◆ **TASK OBJECTIVE**: Render the material below as a two-column CSV headed "prompt" and "response", one row per entry. Put each field in quotes with line breaks turned into spaces, cover only the part starting at the line that contains "Curation task — class label: photographer's dark suit" and ending at the end of the material, and leave the pictures out.

[start]

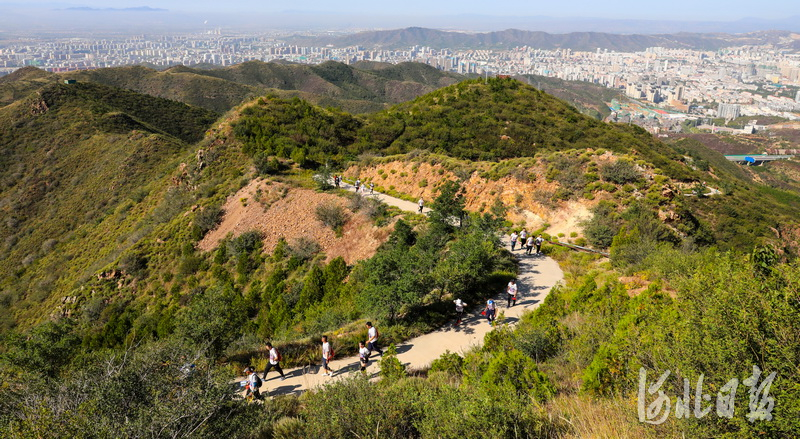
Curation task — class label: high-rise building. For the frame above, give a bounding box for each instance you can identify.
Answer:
[717,104,741,120]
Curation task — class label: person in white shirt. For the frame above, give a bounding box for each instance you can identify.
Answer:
[322,335,333,376]
[484,299,497,325]
[367,322,383,357]
[358,341,369,373]
[525,235,533,255]
[453,299,467,325]
[506,279,517,308]
[263,343,286,381]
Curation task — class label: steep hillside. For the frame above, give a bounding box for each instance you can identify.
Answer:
[0,84,214,328]
[0,67,58,107]
[520,75,625,120]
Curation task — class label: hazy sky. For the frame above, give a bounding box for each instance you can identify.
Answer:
[34,0,800,21]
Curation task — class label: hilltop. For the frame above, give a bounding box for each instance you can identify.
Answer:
[0,70,800,438]
[63,61,461,114]
[0,83,215,330]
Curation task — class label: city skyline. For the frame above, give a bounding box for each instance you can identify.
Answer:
[0,0,800,34]
[7,0,800,21]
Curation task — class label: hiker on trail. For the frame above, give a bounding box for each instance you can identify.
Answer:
[263,343,286,381]
[453,299,467,325]
[483,299,497,325]
[358,341,369,373]
[322,335,333,376]
[506,279,517,308]
[244,366,262,400]
[367,322,383,357]
[525,235,533,255]
[534,235,544,255]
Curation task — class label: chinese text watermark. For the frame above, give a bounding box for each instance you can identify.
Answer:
[638,366,776,424]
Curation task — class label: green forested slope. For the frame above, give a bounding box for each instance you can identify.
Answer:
[66,61,460,113]
[0,74,800,438]
[0,80,214,326]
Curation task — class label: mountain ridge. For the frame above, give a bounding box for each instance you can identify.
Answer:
[293,27,790,52]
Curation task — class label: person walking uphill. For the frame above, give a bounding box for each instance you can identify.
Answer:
[263,343,286,381]
[322,335,333,376]
[483,299,497,325]
[525,235,533,255]
[244,366,262,400]
[506,279,517,308]
[367,322,383,357]
[358,341,369,373]
[534,235,544,255]
[453,299,467,326]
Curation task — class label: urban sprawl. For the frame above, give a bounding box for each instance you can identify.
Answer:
[0,30,800,132]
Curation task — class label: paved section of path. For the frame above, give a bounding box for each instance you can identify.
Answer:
[247,183,564,396]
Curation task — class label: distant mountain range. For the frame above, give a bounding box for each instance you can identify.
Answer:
[0,61,464,114]
[293,27,800,52]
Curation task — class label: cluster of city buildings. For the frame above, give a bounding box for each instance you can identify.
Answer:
[0,30,800,127]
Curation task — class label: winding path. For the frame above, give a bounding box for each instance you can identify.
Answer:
[248,182,564,396]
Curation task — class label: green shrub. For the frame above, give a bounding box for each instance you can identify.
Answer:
[288,236,322,261]
[314,201,348,230]
[192,206,225,237]
[600,159,642,184]
[481,349,555,401]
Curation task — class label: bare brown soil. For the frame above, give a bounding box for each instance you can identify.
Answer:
[344,161,610,236]
[198,178,391,264]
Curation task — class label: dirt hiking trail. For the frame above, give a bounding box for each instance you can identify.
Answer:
[244,182,564,397]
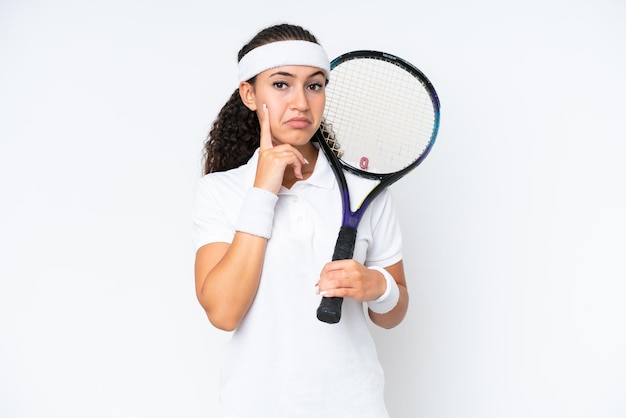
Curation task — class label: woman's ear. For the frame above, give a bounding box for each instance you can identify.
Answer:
[239,81,256,112]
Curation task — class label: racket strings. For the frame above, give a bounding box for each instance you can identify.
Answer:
[323,58,437,174]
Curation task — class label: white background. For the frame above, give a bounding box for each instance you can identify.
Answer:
[0,0,626,418]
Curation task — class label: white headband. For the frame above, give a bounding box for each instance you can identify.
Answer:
[239,41,330,82]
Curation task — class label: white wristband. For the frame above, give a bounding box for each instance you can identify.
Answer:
[235,187,278,239]
[367,266,400,314]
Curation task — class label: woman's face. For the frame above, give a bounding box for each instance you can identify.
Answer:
[241,65,326,146]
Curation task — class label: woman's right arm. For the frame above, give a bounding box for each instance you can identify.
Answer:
[195,106,306,331]
[195,232,267,331]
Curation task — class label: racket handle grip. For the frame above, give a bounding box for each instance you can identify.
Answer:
[317,226,357,324]
[317,297,343,324]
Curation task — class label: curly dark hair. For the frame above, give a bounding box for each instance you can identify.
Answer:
[203,23,318,174]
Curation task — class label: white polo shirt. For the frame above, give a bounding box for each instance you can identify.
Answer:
[193,150,402,418]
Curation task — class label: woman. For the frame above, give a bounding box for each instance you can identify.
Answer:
[194,24,408,418]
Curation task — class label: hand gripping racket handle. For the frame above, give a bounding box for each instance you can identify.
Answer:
[317,226,357,324]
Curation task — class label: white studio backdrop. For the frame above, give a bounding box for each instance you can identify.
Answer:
[0,0,626,418]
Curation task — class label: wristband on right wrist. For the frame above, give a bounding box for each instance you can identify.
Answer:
[367,266,400,314]
[235,187,278,239]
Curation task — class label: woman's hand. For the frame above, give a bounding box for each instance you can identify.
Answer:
[254,104,309,194]
[317,259,387,302]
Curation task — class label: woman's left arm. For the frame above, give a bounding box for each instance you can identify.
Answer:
[317,259,409,329]
[368,260,409,329]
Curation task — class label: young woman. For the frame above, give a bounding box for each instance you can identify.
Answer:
[193,24,408,418]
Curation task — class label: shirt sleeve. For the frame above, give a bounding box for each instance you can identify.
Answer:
[192,177,235,251]
[365,189,402,267]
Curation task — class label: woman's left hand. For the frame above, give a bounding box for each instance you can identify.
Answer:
[316,259,387,302]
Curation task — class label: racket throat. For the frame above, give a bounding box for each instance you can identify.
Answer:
[333,225,357,261]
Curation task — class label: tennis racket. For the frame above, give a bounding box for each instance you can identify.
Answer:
[314,51,439,324]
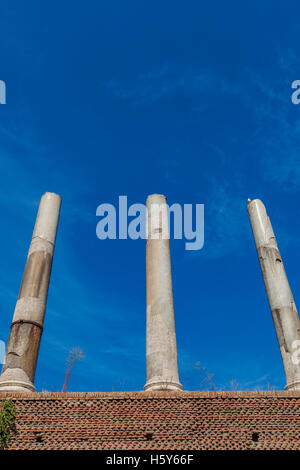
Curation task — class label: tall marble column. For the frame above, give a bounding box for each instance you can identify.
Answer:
[144,194,182,391]
[247,199,300,390]
[0,193,61,392]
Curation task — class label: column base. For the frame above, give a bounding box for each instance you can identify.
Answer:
[284,380,300,391]
[0,368,36,393]
[144,379,182,392]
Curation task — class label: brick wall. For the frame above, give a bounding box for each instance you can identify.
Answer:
[0,391,300,450]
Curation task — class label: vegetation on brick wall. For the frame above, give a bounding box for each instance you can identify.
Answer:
[0,400,16,449]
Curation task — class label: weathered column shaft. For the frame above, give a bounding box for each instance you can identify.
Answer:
[144,194,182,390]
[247,199,300,390]
[0,193,61,392]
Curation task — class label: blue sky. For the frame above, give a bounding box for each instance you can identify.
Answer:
[0,0,300,391]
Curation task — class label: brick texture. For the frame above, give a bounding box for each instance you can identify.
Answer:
[0,391,300,450]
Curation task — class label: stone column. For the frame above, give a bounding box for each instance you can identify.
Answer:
[247,199,300,390]
[144,194,182,391]
[0,193,61,392]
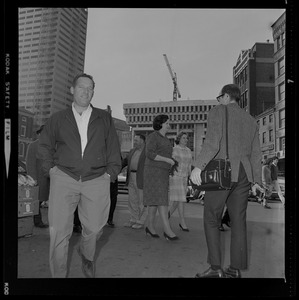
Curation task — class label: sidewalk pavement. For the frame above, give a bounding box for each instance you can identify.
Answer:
[18,195,285,278]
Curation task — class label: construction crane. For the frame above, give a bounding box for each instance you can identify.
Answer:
[163,54,181,101]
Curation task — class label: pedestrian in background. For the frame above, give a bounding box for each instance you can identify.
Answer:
[107,177,118,228]
[143,115,178,241]
[169,131,192,231]
[73,206,82,234]
[39,74,121,278]
[122,134,147,229]
[270,156,285,205]
[26,125,50,228]
[190,84,262,278]
[262,158,273,209]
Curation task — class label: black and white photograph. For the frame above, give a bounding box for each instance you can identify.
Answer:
[2,1,298,298]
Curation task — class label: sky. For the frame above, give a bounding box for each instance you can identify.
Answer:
[84,8,285,120]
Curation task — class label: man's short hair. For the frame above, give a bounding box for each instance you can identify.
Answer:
[136,133,145,142]
[153,115,168,130]
[221,84,241,102]
[72,73,96,89]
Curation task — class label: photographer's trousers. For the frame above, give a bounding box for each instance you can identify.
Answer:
[204,163,250,270]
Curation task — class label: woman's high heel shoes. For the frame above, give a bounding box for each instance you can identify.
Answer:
[164,232,179,241]
[145,227,160,238]
[179,224,190,231]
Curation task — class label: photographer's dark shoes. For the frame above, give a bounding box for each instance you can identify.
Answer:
[224,267,241,278]
[195,267,225,278]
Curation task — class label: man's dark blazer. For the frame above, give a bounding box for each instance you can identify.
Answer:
[195,102,262,184]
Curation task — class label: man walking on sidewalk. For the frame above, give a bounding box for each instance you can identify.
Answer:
[270,156,285,205]
[190,84,262,278]
[122,134,147,229]
[39,74,121,278]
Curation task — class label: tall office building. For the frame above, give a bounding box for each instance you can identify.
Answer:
[233,42,275,116]
[19,8,88,127]
[272,12,286,170]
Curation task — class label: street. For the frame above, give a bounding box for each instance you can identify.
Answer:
[18,194,285,278]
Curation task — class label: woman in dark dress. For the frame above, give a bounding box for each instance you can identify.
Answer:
[143,115,178,240]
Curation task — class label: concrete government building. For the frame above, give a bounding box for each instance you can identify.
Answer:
[123,100,218,157]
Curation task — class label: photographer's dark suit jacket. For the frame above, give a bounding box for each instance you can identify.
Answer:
[195,103,262,184]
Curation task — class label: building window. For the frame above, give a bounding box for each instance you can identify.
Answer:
[21,125,26,137]
[263,132,266,144]
[277,57,285,76]
[269,129,273,142]
[19,143,25,157]
[278,82,285,101]
[281,32,285,47]
[276,36,281,50]
[279,137,285,151]
[278,109,285,128]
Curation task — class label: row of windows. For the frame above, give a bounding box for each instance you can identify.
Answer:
[127,114,207,123]
[274,32,285,52]
[277,57,285,76]
[235,66,248,86]
[257,114,273,126]
[278,82,285,101]
[262,129,274,144]
[125,105,215,115]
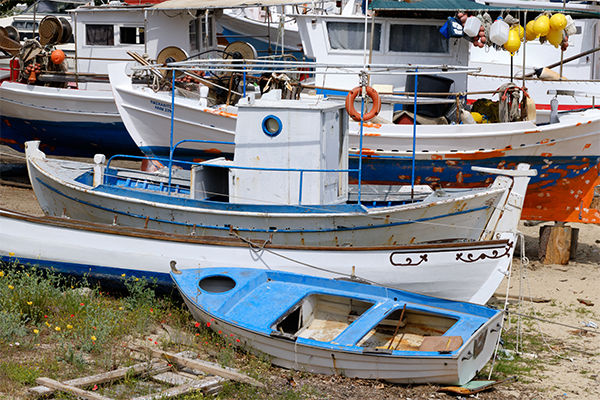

[end]

◆ **ANSWER FOR THE TASK**:
prompt,response
"Curation task — class label: photographer's dark suit jacket. For the frame above, give a bounding box for each instance you can identify. Answer:","[195,103,262,184]"
"Curation task — class label: building window. For the frame above, give a bounding box for each instance you can identify. Answer:","[21,125,26,137] [263,132,266,144] [277,57,285,76] [269,129,273,142] [19,143,25,157] [278,82,285,101] [281,32,285,47] [276,36,281,50] [279,137,285,151] [278,109,285,128]"
"Curation task — class label: row of windows. For the frame above, give a bounding box for each instance you can identify. Answer:","[127,114,207,123] [274,32,285,52] [277,57,285,76] [235,66,248,86] [257,114,273,126] [278,82,285,101] [262,129,274,144] [125,105,215,115]"